■ **WHAT TO PRODUCE**
Reproduce the records that follow in full, excluding any picture they contain.

[START INPUT ROWS]

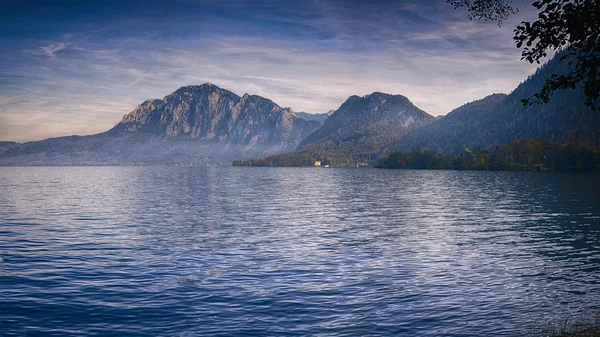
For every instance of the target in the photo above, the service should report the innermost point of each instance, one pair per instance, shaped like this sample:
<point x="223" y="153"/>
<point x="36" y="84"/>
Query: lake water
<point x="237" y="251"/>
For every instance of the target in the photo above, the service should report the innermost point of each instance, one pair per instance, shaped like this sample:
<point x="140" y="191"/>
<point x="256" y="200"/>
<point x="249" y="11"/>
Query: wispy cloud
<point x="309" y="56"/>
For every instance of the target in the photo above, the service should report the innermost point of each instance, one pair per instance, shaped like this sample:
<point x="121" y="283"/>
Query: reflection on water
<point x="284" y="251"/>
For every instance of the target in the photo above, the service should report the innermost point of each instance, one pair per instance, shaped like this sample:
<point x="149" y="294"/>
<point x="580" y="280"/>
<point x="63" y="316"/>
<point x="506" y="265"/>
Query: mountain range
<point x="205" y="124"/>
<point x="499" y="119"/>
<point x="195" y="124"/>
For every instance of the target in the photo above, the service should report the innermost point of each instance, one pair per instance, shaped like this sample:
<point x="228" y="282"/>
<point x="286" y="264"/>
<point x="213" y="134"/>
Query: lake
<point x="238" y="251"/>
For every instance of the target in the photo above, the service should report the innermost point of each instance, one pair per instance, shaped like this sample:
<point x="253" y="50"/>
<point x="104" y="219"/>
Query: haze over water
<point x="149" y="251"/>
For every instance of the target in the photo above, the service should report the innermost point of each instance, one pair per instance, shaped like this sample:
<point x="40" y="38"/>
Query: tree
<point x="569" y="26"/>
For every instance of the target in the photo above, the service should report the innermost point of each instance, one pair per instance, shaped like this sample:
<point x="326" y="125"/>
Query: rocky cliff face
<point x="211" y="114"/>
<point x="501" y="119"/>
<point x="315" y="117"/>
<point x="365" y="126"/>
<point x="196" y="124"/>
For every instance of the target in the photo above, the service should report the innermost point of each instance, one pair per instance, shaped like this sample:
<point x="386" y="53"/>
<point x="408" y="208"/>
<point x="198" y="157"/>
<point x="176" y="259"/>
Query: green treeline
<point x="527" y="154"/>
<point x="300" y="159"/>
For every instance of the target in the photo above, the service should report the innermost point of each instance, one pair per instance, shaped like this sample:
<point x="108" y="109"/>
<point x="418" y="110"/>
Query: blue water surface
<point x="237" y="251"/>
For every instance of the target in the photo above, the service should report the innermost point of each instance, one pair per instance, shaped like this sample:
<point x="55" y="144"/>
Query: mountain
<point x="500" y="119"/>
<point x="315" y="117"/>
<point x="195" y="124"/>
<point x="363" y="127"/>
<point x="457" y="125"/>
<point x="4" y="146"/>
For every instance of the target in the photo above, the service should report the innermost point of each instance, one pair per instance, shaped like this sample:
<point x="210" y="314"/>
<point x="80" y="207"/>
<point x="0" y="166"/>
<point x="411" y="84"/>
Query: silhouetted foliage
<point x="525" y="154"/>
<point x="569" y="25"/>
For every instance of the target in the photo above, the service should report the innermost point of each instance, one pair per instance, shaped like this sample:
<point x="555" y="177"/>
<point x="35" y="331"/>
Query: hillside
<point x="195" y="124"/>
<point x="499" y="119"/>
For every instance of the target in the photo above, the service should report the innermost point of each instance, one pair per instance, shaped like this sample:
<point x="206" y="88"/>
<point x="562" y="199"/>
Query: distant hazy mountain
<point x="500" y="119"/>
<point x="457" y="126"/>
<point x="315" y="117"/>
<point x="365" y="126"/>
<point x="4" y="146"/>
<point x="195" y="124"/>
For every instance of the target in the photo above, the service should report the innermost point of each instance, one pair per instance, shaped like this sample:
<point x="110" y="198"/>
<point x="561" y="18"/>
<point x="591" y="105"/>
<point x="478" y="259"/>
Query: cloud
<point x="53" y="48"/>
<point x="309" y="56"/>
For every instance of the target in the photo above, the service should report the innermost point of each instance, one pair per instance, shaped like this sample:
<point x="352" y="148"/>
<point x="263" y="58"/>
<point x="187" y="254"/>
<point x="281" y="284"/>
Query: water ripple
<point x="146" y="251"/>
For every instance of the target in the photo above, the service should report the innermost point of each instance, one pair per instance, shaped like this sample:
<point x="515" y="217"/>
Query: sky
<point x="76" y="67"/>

[END INPUT ROWS]

■ **SOLUTION TO THE EXERCISE**
For every instance of the target in the photo above, the service should report the innermost point of each instance, one pair per instance, shaped like this sample:
<point x="223" y="153"/>
<point x="36" y="84"/>
Query: lake water
<point x="237" y="251"/>
For every instance of the target in the photo above, the service should report the innermost point of each instance, one pair per instance, shaped like this sample:
<point x="140" y="191"/>
<point x="256" y="200"/>
<point x="249" y="11"/>
Query: wispy cloud
<point x="309" y="56"/>
For every instance of the target in the photo above, the service should report the innermost point of each instance, one pair per instance, shaped like this sample:
<point x="121" y="283"/>
Query: reflection on water
<point x="284" y="251"/>
For every instance of the target in the photo above, the service should report the innermost point of each instance, one pair per instance, shaped like this sample:
<point x="149" y="294"/>
<point x="580" y="280"/>
<point x="63" y="316"/>
<point x="506" y="265"/>
Query: mountain range
<point x="205" y="124"/>
<point x="499" y="119"/>
<point x="195" y="124"/>
For every instance of the target in the photo above, the service should report the innermost point of each instance, one pair per instance, shaped like this sample:
<point x="228" y="282"/>
<point x="286" y="264"/>
<point x="213" y="134"/>
Query: lake
<point x="238" y="251"/>
For every instance of the target in the photo above, the service should report the innermost point of each instance, one pair per instance, shaped like this sample:
<point x="253" y="50"/>
<point x="104" y="219"/>
Query: haze over water
<point x="149" y="251"/>
For every instance of the target in the photo above, the service should report the innermost point of each instance, one pair per instance, shaped like this sample:
<point x="40" y="38"/>
Query: tree
<point x="569" y="26"/>
For every instance of the target in the photo above, the service should report the innermost point of each instance, one pair per instance, shaped like this sample:
<point x="326" y="125"/>
Query: rocky cliff face
<point x="211" y="114"/>
<point x="501" y="119"/>
<point x="315" y="117"/>
<point x="365" y="126"/>
<point x="196" y="124"/>
For every instance of the target in the photo above, the service should report the innermost point of each instance, one pair per instance, shaped like this sample:
<point x="386" y="53"/>
<point x="408" y="208"/>
<point x="198" y="157"/>
<point x="176" y="259"/>
Query: green treeline
<point x="527" y="154"/>
<point x="300" y="159"/>
For every instance of the target in the photo above, the service should report the innermost point of each instance, one pair per instance, shaped like this sample:
<point x="108" y="109"/>
<point x="418" y="110"/>
Query: blue water surface
<point x="237" y="251"/>
For every instance of the target in the photo above, the service should report the innermost point of each instance, one pair per instance, shaped like this sample:
<point x="55" y="144"/>
Query: mountain
<point x="500" y="119"/>
<point x="315" y="117"/>
<point x="195" y="124"/>
<point x="363" y="127"/>
<point x="457" y="125"/>
<point x="4" y="146"/>
For every instance of the target in the photo above, the service should report the innermost point of each instance, one pair per instance, shaped like this sample:
<point x="210" y="314"/>
<point x="80" y="207"/>
<point x="0" y="166"/>
<point x="411" y="84"/>
Query: silhouetted foliage
<point x="525" y="154"/>
<point x="569" y="25"/>
For every instance of the target in the photo above, the service should report the innermost point of each instance, one pair per instance, shaped like this sample:
<point x="555" y="177"/>
<point x="35" y="331"/>
Query: hillside
<point x="195" y="124"/>
<point x="499" y="119"/>
For every instance of the target in the photo above, the service should report the innermost point of each instance, one pair per instance, shaped like this sample:
<point x="206" y="88"/>
<point x="562" y="199"/>
Query: distant hazy mountain
<point x="500" y="119"/>
<point x="457" y="126"/>
<point x="315" y="117"/>
<point x="365" y="126"/>
<point x="4" y="146"/>
<point x="195" y="124"/>
For every instance of the target in the photo above, the service should report the innermost point of each instance, one pair per instance, shaped like this sample:
<point x="110" y="198"/>
<point x="561" y="18"/>
<point x="591" y="105"/>
<point x="478" y="259"/>
Query: cloud
<point x="53" y="48"/>
<point x="309" y="56"/>
For every instance of the target in the photo above, the service should report the innermost point of each instance, one pair per instance, shaped like this sample:
<point x="352" y="148"/>
<point x="263" y="58"/>
<point x="187" y="254"/>
<point x="281" y="284"/>
Query: water ripple
<point x="146" y="251"/>
For every instance of the target in the photo above, the service should report the innermost point of each instance, one pair per instance, shaped like this sample:
<point x="515" y="217"/>
Query: sky
<point x="76" y="67"/>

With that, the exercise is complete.